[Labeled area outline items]
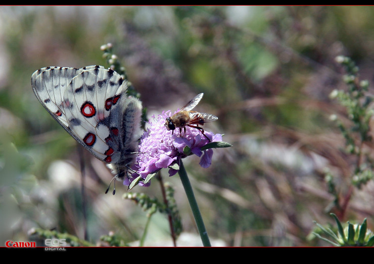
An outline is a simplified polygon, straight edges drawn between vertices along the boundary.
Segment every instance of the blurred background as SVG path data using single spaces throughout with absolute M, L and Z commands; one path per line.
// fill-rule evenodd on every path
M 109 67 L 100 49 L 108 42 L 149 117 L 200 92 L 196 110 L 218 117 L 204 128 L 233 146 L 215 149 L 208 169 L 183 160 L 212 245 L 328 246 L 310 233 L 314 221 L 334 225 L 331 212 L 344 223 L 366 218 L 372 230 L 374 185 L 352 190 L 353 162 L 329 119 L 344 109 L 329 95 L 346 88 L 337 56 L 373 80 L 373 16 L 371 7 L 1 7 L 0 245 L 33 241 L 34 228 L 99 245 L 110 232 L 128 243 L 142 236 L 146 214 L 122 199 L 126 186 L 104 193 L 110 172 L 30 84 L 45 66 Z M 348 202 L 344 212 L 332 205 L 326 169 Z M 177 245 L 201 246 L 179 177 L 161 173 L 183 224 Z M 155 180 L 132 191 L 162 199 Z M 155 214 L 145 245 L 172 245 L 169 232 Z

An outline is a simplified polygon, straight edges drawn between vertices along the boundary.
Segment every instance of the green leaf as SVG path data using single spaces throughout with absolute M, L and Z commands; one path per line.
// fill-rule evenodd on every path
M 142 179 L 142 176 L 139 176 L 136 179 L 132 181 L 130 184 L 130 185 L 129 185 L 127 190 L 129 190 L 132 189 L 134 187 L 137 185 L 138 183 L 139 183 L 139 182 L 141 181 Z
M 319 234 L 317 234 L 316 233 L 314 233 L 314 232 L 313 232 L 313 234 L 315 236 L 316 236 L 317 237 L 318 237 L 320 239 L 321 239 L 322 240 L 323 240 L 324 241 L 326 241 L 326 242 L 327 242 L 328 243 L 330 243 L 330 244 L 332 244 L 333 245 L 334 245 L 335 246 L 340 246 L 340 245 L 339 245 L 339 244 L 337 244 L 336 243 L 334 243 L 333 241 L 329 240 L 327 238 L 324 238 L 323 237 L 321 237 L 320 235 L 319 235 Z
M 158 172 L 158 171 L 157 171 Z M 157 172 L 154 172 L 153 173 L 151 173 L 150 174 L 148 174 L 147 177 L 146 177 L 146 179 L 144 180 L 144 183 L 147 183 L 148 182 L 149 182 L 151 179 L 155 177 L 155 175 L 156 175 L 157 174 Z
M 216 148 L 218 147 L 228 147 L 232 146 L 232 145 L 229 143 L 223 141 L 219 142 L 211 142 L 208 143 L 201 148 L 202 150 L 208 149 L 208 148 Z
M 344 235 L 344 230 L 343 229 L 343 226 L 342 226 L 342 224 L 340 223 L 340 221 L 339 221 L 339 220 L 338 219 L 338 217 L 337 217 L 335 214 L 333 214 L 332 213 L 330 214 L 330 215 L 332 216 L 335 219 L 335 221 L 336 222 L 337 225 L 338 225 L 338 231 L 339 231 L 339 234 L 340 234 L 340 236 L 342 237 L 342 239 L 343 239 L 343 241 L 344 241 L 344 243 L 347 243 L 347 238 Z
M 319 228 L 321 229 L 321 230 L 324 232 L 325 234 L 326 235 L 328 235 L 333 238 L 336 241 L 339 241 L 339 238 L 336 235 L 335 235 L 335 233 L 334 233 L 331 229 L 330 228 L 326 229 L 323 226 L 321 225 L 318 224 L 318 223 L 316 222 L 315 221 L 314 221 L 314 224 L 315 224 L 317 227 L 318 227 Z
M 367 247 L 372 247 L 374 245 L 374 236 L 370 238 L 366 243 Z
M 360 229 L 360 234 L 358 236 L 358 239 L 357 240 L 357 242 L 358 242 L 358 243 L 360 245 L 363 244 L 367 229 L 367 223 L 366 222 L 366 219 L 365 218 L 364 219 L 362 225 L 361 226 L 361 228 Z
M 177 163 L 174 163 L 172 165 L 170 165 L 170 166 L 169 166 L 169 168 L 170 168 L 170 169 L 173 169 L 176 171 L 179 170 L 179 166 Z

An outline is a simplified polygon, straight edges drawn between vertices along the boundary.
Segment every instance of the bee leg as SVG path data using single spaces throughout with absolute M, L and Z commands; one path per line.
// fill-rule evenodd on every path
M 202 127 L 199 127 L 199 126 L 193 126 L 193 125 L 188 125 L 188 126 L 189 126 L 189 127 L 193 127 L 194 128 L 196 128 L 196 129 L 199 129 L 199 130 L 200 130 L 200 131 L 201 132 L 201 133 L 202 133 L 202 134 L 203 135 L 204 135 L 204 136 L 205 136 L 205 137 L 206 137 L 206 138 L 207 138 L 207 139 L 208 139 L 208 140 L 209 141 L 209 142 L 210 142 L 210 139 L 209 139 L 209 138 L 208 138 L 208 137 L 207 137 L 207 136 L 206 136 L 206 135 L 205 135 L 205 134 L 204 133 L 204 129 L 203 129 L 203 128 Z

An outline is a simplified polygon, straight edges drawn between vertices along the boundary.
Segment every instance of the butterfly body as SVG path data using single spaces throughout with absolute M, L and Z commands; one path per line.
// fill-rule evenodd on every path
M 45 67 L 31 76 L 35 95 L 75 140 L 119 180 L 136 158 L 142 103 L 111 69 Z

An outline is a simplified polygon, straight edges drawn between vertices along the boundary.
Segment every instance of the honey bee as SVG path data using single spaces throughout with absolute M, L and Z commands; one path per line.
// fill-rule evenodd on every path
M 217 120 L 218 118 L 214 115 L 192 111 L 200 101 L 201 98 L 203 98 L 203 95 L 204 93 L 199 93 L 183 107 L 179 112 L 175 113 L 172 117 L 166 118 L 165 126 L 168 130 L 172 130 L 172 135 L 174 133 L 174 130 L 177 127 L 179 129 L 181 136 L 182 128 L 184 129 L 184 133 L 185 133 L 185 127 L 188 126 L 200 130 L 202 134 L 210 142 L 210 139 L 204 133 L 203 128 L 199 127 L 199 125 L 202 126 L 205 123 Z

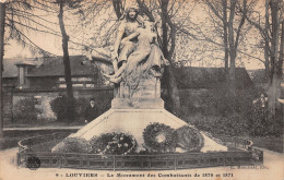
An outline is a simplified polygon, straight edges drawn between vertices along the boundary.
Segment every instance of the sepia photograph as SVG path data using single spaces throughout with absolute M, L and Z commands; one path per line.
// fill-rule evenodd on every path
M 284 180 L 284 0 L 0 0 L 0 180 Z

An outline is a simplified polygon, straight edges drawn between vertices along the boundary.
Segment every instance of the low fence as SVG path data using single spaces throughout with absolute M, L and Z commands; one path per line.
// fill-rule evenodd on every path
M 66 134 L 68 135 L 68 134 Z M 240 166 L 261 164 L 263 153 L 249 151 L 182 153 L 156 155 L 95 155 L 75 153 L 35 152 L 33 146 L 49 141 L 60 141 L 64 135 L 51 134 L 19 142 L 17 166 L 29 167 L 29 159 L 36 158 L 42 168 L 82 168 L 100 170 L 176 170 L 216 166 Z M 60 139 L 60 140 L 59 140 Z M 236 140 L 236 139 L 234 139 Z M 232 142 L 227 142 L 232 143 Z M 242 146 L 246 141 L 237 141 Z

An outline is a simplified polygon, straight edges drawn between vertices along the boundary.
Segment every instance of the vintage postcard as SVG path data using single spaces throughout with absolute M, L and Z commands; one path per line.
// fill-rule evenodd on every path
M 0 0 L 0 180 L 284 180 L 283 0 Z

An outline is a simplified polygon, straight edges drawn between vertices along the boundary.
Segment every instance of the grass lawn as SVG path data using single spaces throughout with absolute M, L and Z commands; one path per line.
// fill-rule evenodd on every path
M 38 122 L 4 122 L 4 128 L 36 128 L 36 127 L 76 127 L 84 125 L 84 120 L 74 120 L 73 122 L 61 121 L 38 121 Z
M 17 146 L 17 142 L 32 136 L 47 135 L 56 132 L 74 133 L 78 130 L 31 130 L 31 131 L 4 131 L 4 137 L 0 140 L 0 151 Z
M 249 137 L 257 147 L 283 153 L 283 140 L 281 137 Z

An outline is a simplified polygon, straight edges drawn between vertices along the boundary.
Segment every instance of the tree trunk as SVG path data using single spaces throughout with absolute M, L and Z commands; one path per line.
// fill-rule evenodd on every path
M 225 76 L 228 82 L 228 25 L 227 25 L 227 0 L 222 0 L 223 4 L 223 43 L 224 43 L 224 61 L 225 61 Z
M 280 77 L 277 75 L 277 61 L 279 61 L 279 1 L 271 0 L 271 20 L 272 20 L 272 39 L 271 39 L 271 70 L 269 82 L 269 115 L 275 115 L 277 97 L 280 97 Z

Requirements.
Could you lay out the entries from the very start through the line containing "M 109 67 L 100" as a numbered list? Leave out the pictures and skip any blank lines.

Output for this task.
1. An outline is a simplified polygon, straight edges drawn between vertices along the boundary.
2. Segment every instance of the blurred background as SVG path data using single spaces throughout with absolute M, L and Z commands; one path per line.
3. // fill-rule evenodd on every path
4. M 109 67 L 100 49 L 108 42 L 149 117 L 200 92 L 196 110 L 218 117 L 204 128 L 233 146 L 215 149 L 208 169 L 183 160 L 212 245 L 328 246 L 310 233 L 314 221 L 334 225 L 331 212 L 344 223 L 366 218 L 372 230 L 374 185 L 352 190 L 353 162 L 329 119 L 344 109 L 329 95 L 346 88 L 337 56 L 373 80 L 373 16 L 371 7 L 1 7 L 0 245 L 33 241 L 34 228 L 99 245 L 110 232 L 128 243 L 142 236 L 146 214 L 122 199 L 126 186 L 104 193 L 110 172 L 30 84 L 45 66 Z M 348 202 L 344 212 L 332 205 L 326 169 Z M 177 245 L 201 246 L 179 177 L 161 173 L 183 224 Z M 155 180 L 132 191 L 162 199 Z M 155 214 L 145 245 L 172 245 L 169 232 Z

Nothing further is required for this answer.